Task description ▸ Go through the listing and copy every line word for word.

+ + + + + + +

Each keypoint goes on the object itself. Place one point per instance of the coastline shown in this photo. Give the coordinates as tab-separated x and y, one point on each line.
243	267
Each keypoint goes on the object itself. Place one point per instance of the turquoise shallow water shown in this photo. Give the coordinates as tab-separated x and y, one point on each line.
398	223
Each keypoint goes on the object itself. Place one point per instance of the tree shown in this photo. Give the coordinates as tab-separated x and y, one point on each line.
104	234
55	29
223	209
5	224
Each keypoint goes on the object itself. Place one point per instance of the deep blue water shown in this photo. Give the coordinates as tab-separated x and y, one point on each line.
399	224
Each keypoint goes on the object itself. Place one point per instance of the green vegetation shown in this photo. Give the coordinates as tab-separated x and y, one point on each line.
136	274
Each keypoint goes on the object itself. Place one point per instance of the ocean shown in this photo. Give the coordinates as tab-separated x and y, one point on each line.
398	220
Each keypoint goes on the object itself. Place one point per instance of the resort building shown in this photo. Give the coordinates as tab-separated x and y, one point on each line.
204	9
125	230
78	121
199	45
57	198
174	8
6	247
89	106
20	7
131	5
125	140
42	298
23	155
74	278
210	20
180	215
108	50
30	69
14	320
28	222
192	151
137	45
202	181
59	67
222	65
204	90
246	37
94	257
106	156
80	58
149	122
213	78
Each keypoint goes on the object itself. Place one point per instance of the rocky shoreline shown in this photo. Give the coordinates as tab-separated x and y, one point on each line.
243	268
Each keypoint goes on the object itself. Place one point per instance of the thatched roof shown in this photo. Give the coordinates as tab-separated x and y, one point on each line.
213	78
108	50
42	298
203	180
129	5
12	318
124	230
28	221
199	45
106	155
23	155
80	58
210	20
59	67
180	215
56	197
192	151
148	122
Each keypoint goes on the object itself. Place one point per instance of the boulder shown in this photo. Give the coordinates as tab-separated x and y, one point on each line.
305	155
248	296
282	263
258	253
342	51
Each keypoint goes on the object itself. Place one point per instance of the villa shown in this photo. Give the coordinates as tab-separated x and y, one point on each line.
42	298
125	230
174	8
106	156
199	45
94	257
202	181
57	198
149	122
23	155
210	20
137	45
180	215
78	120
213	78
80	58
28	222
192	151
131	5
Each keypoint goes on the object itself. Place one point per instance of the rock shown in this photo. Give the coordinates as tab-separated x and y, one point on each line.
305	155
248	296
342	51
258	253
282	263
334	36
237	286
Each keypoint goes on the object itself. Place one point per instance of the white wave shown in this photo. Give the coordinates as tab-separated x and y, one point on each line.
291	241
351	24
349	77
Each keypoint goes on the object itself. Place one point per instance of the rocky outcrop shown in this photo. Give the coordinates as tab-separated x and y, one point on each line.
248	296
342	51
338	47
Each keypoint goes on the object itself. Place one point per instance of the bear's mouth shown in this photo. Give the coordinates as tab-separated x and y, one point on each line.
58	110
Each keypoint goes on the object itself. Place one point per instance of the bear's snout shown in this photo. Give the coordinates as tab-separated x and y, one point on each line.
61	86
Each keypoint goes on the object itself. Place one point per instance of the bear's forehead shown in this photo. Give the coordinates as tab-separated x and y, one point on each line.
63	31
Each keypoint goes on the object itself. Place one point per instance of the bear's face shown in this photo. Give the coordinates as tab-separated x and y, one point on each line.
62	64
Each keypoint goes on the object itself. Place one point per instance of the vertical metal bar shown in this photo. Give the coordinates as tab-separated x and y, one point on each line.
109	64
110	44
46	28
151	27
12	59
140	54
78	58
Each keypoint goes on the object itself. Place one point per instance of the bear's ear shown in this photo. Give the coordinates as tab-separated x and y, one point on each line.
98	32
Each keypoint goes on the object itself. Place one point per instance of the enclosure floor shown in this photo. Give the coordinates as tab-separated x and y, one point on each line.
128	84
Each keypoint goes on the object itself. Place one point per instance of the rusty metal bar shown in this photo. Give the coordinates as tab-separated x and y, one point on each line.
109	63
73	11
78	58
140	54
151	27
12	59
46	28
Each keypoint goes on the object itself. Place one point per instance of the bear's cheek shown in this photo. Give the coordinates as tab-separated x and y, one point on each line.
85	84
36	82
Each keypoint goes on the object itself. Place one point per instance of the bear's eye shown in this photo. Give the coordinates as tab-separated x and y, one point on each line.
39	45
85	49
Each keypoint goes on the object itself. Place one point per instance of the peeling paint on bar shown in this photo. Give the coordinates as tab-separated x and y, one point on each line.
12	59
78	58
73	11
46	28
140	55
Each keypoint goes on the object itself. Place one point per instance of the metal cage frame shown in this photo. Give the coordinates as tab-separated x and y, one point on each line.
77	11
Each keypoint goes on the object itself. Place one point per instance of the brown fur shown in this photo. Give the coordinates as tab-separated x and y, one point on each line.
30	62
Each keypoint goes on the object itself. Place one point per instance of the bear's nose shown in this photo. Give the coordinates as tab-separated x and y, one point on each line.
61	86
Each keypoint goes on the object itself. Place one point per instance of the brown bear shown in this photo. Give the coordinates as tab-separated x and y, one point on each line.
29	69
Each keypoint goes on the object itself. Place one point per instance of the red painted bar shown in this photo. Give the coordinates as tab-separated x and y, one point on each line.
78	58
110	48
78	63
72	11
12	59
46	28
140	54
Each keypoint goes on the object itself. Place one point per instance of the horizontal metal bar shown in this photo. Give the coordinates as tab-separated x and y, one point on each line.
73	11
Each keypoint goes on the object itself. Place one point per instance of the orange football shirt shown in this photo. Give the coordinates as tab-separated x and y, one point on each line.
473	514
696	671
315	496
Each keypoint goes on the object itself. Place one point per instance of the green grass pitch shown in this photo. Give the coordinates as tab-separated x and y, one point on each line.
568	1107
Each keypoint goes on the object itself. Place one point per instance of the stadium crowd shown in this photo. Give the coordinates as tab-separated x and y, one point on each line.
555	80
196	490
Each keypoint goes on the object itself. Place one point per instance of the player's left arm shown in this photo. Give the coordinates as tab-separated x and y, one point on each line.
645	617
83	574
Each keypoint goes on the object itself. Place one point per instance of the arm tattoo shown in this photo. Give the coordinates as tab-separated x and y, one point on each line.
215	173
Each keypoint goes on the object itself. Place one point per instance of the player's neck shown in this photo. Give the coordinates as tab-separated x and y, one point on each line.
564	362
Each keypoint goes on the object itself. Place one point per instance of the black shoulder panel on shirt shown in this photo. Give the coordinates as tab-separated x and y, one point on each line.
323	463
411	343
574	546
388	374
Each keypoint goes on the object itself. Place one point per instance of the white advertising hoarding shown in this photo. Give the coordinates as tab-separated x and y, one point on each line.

+ + + + + + +

Result of the exercise ▸
Each keypoint goes on the object itself. Place one point per instance of the coastline shown in this photo. Give the coordinates as tab-separated x and y, one point on each line.
243	267
Each keypoint goes on the object itself. Place one point per instance of the turquoise shallow water shown in this photo. Give the coordinates as tab-separated x and y, one point on each line.
398	223
Each keypoint goes on the object itself. Place one point per instance of the tree shown in this photo. Give the coordinates as tab-separated x and y, one point on each line.
104	234
55	29
223	209
5	224
Each keypoint goes on the object itself. Place one point per instance of the deep blue water shown in this photo. Give the coordinates as tab-separated x and y, one point on each line.
399	224
Each keypoint goes on the object itself. Place one point per instance of the green vegetation shown in this photo. Give the coordinates as tab-separated x and y, one point on each line.
136	274
Each keypoint goes on the object itself. Place one point per instance of the ocean shown in this photo. Give the coordinates as tab-separated x and y, one point on each line.
398	220
Each keypoint goes on the object itself. Place one point per instance of the resort building shown in this photo. Give the coordinates as tab-separated x and y, one point on each line.
204	9
125	230
78	121
199	45
57	198
174	8
6	247
89	106
20	7
131	5
125	140
42	298
23	155
74	278
210	20
180	215
108	50
30	69
14	320
28	222
192	151
137	45
202	181
59	67
222	65
204	90
246	37
94	257
106	156
80	58
149	122
213	78
Each keypoint goes on the object itself. Place one point per instance of the rocky shoreline shown in this photo. Give the coordinates as tab-separated x and y, one point on each line.
243	268
Each keypoint goes on the object itself. Place one point per instance of the thatched roof shown in this photo. Give the coordinates as tab-separated x and y, one point on each line.
213	78
108	50
42	298
203	180
129	5
12	318
124	230
28	221
199	45
106	155
23	155
80	58
210	20
59	67
180	215
56	197
192	151
148	122
Each keypoint goes on the object itself. Place one point per instance of the boulder shown in this photo. Give the coordinates as tab-separated x and y, one point on each line.
305	155
248	296
282	263
258	253
342	51
Each keypoint goes on the object itself. Place one point per instance of the villa shown in this photo. Give the coordinates as tab-separated x and y, one point on each line.
42	298
125	230
174	8
106	156
199	45
94	257
202	181
57	198
149	122
23	155
210	20
137	45
180	215
78	120
213	78
80	58
28	222
192	151
131	5
Each keypoint goes on the object itself. Place one point per instance of the rock shown in this photo. Give the coordinates as tab-separated x and y, one point on each line.
305	155
248	296
342	51
258	253
282	263
334	36
237	286
Each keypoint goes on the object itself. Place one point per instance of the white wave shown in this photo. Give the coordinates as tab-separated x and y, one point on each line.
291	241
351	24
349	77
Each keypoint goes on the object itself. Place one point per instance of the rocky outcrop shown in this photo. Give the coordinates as tab-separated x and y, one point on each line.
248	296
342	51
338	47
Each keypoint goes on the object itself. Place one point per instance of the bear's mouth shown in this photo. Give the coordinates as tab-separated x and y, one point on each line.
58	110
Each keypoint goes on the object itself. Place one point per instance of the bear's snout shown in this photo. Give the coordinates as tab-separated x and y, one point on each line.
61	86
Each keypoint goes on the object itself. Place one point per instance of the bear's forehead shown in this photo. Give the coordinates as tab-separated x and y, one point on each line.
63	31
Each keypoint goes on the object itself. Place one point per instance of the bear's face shown in this photo. Give the coordinates as tab-separated x and y, one point on each line.
62	64
Each keypoint goes on the object itself. Place one point per instance of the vertical metal bar shown in this photo. Give the coordinates as tab-separated x and y, one point on each line.
109	64
110	44
46	28
151	27
12	59
140	54
78	58
Each keypoint goes on the object itself. Place one point per instance of the bear's ear shown in this photo. Give the coordinates as tab-separated x and y, one point on each line.
98	32
Each keypoint goes on the object itself. Place one point per instance of the enclosure floor shown in this photo. Give the coordinates as tab-separated x and y, one point on each line.
128	84
Each keypoint goes on the object itself. Place one point per instance of the rusty metal bar shown in this photo. Give the coordinates as tab-separated x and y, one point on each line.
109	63
73	11
78	58
140	54
151	27
12	59
46	28
Each keypoint goes on the object itself. Place one point per instance of the bear's cheek shown in this photo. Give the coordinates as tab-separated x and y, one point on each line.
85	84
36	82
Each keypoint goes on the object itself. Place one point per instance of the bear's eye shown in this photo. Give the coordinates as tab-separated x and y, one point on each line.
39	45
85	49
Each keypoint goes on the object itself. Place one point per instance of the peeling paint on bar shown in this photo. Give the coordinates as tab-separated x and y, one point on each line.
12	59
78	58
73	11
46	28
140	55
Each keypoint goes on the object itself. Place one point per instance of the metal cage frame shown in this photo. Give the coordinates as tab-separated x and y, one point on each line.
77	11
Each keypoint goes on the object itself. Place one point per instance of the brown fur shown in this photo. Give the coordinates as tab-separated x and y, one point on each line.
30	62
Each keypoint goes on the object itself. Place one point per instance of the bear's nose shown in this photo. Give the coordinates as tab-separated x and y, one point on each line.
61	86
Each keypoint goes on the object itself. Place one point per instance of the brown bear shown in this photo. Give the coordinates as tab-separated x and y, one point on each line.
29	69
Each keypoint goes on the object itself. Place one point per instance of the red painted bar shown in this photo. Give the coordinates as tab-separated x and y, one point on each line.
78	58
110	48
78	63
72	11
12	59
46	28
140	54
Each keypoint goes on the object itself. Place one point per instance of the horizontal metal bar shown in this photo. Give the coordinates as tab-separated x and y, one point on each line.
73	11
Each keypoint goes on the object itself. Place one point per instance of the orange football shirt shown in this photo. Give the coordinates as tab-separated x and y, one point on each line.
473	514
696	671
315	496
Each keypoint goes on the object itself. Place one point per instance of the green grass pitch shown in this photo. Give the coordinates as tab-separated x and y, one point on each line.
568	1107
Each keypoint goes on the object itself. Place one point per instance of the stadium crowd shown in this photo. Give the coordinates as tab-separated x and y, one point on each line.
555	80
196	490
Each keypoint goes on the object itself. Place one point per instance of the player's left arm shown in this photo. Give the coordinates as tab-separated x and y, one point on each line.
645	617
83	574
Each keypoint goes on the object itself. Place one point per instance of the arm tattoo shown in this photo. Give the coordinates as tab-separated x and y, one point on each line.
215	173
Each keypoint goes on the object itself. Place one point per instance of the player's neck shown in this photo. Give the coordinates as tab-separated x and y, one point on each line.
564	362
Each keypoint goes on the object itself. Place one point per instance of the black shoulder panel on shirt shown in this photo. Give the coordinates as tab-separated x and y, one point on each line.
323	463
411	343
574	546
388	374
Each keypoint goes on the object itself. Place one point per instance of the white advertising hoarding shown in this photo. Give the coordinates as tab-separated x and y, one point on each line.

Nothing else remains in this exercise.